### Your objective
All of the entries must be reproduced exactly, with no images carried over.

### Records to use
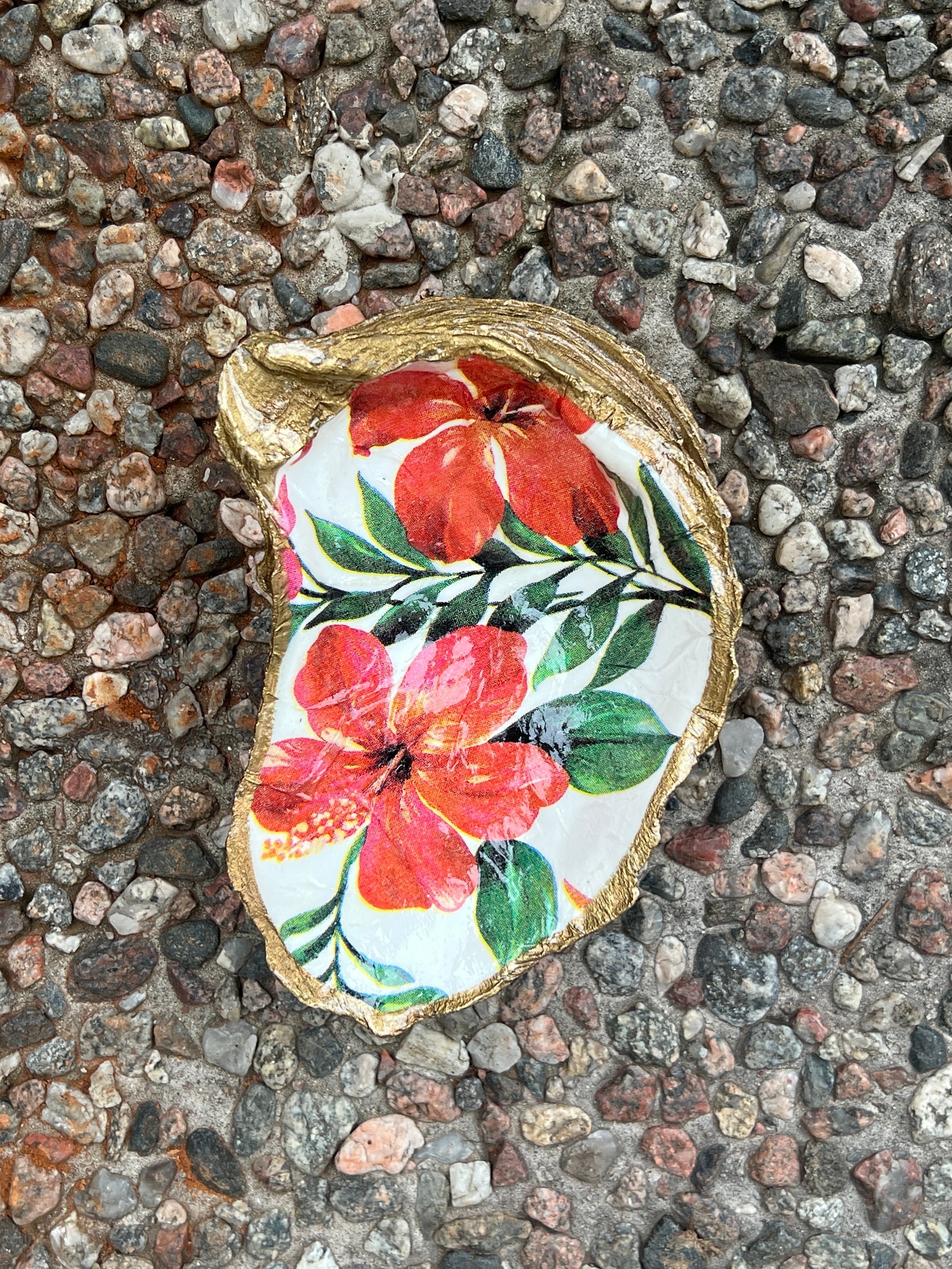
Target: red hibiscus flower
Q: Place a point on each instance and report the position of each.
(412, 765)
(446, 490)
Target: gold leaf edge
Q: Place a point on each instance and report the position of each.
(304, 382)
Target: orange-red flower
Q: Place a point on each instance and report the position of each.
(446, 490)
(413, 765)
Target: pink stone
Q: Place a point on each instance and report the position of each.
(816, 445)
(380, 1145)
(26, 961)
(542, 1040)
(894, 528)
(549, 1207)
(33, 1191)
(789, 877)
(233, 184)
(337, 319)
(92, 903)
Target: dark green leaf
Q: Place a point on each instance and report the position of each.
(348, 551)
(637, 521)
(678, 545)
(606, 740)
(386, 528)
(630, 645)
(412, 615)
(349, 608)
(497, 556)
(299, 616)
(522, 536)
(516, 904)
(582, 634)
(386, 975)
(306, 922)
(313, 950)
(527, 604)
(461, 611)
(612, 546)
(406, 999)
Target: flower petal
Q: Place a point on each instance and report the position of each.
(311, 795)
(459, 691)
(344, 687)
(446, 495)
(412, 858)
(406, 405)
(490, 791)
(494, 384)
(556, 485)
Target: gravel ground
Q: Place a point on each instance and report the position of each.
(752, 1068)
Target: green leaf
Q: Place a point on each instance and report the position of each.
(516, 904)
(386, 529)
(582, 634)
(299, 616)
(306, 922)
(637, 521)
(496, 558)
(386, 975)
(606, 740)
(678, 545)
(461, 611)
(406, 999)
(351, 608)
(612, 546)
(630, 645)
(313, 950)
(522, 536)
(412, 615)
(527, 604)
(348, 551)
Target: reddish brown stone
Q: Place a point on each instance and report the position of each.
(866, 683)
(417, 196)
(531, 994)
(628, 1098)
(498, 224)
(620, 298)
(846, 741)
(46, 679)
(591, 91)
(188, 986)
(852, 1082)
(924, 914)
(84, 454)
(421, 1098)
(107, 970)
(687, 993)
(700, 848)
(768, 928)
(580, 1004)
(683, 1095)
(579, 241)
(73, 256)
(671, 1149)
(101, 146)
(545, 1250)
(891, 1190)
(71, 366)
(776, 1162)
(508, 1166)
(494, 1124)
(550, 1208)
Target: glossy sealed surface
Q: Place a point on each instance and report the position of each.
(499, 618)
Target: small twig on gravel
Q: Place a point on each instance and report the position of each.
(851, 947)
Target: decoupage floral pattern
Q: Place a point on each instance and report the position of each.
(480, 612)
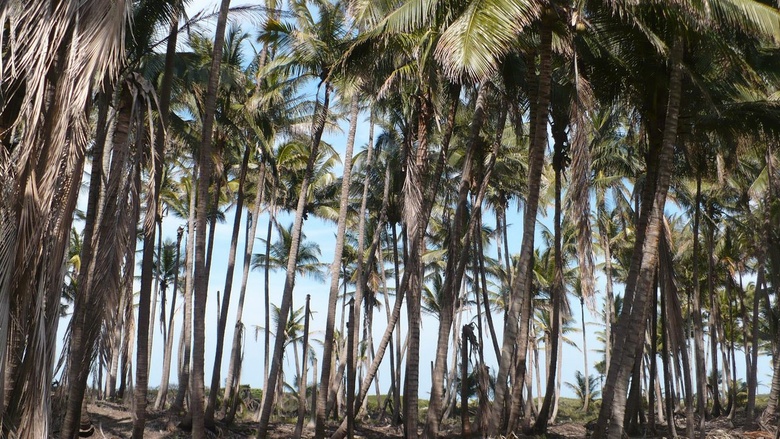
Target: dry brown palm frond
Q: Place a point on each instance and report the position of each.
(52, 56)
(579, 196)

### Response for this exercise
Target: red hibiscus flower
Q: Place a point on each instance and report the position of each.
(412, 765)
(446, 490)
Target: gold leaf edge
Q: Place a point on each instance and report the position of each.
(304, 382)
Target: orange-red flower
Q: Place a point on each instance and report the position of each.
(446, 490)
(413, 765)
Target: pink stone
Q: Place a point on each instance and report the position of each.
(816, 445)
(380, 1145)
(26, 961)
(542, 1040)
(894, 528)
(549, 1207)
(33, 1191)
(789, 877)
(233, 184)
(337, 319)
(92, 903)
Target: dark green leaf
Q: Place a point on each instance and report the position of each.
(348, 551)
(637, 521)
(678, 545)
(606, 740)
(386, 528)
(630, 645)
(412, 615)
(349, 608)
(497, 556)
(299, 616)
(522, 536)
(516, 904)
(582, 634)
(386, 975)
(306, 922)
(313, 950)
(527, 604)
(461, 611)
(612, 546)
(406, 999)
Target: flower petal
Q: Place a point on each instance and report the position of each.
(311, 795)
(459, 691)
(344, 687)
(446, 495)
(412, 858)
(406, 405)
(490, 791)
(494, 384)
(556, 485)
Target: gravel ground
Q: Place a point on each instance and report the position of each.
(752, 1068)
Target: green leaf
Q: Place a point on each instance and report the position of each.
(516, 904)
(386, 529)
(582, 634)
(299, 616)
(306, 922)
(637, 521)
(496, 558)
(386, 975)
(606, 740)
(678, 545)
(461, 611)
(406, 999)
(351, 608)
(612, 546)
(630, 645)
(313, 950)
(522, 536)
(412, 615)
(527, 604)
(348, 551)
Target: reddish brown stone
Q: Place a point on each instance and report the position of each.
(866, 683)
(417, 196)
(531, 994)
(628, 1098)
(498, 224)
(620, 298)
(846, 741)
(46, 679)
(591, 91)
(188, 986)
(852, 1082)
(924, 914)
(84, 454)
(421, 1098)
(107, 970)
(687, 993)
(700, 848)
(768, 928)
(580, 1004)
(683, 1095)
(579, 241)
(73, 256)
(671, 1149)
(101, 146)
(545, 1250)
(891, 1190)
(71, 366)
(776, 1162)
(508, 1166)
(494, 1124)
(550, 1208)
Target: glossy sealed surface
Q: Place a point on each instance and report the position of each.
(499, 618)
Target: small twig on gravel
Q: Place a point on each instance and report the position of each.
(851, 947)
Target: decoupage floral pattern
Q: Place a point on each instance and report the position of each.
(480, 612)
Target: dry brown palm frond
Q: Place a point on each instance and report the position of each.
(52, 56)
(579, 196)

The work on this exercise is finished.